**INSTRUCTIONS TO FOLLOW**
In the material below, repeat only the lines from the one that holds "of the flagpole" through the final line, exactly as they stand.

**SUPPLIED INFORMATION**
########
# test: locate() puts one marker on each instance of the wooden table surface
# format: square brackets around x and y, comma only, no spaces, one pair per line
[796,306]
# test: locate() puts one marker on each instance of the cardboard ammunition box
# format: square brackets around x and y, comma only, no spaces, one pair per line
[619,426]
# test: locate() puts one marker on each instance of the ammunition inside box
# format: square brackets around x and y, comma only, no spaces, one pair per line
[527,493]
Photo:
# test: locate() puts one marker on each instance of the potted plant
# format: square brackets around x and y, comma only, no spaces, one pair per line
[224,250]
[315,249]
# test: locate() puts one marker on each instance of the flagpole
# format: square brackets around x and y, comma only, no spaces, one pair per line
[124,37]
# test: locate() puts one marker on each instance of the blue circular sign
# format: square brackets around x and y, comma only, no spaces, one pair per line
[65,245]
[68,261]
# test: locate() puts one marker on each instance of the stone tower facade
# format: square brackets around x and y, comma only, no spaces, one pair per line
########
**EXPECTED ANSWER**
# test: locate() puts one marker on each instance of the flagpole
# format: square brackets around x and y, comma only, no spaces, one pair per line
[124,37]
# test: locate() puts one marker on each instance of the blue circular sign
# format: square brackets around x and y, comma only, no spaces, one pair per line
[65,245]
[68,261]
# test: locate() puts one marker on each instance of the stone tower facade
# format: square brackets around x and y, comma only, no spaces, one pair per line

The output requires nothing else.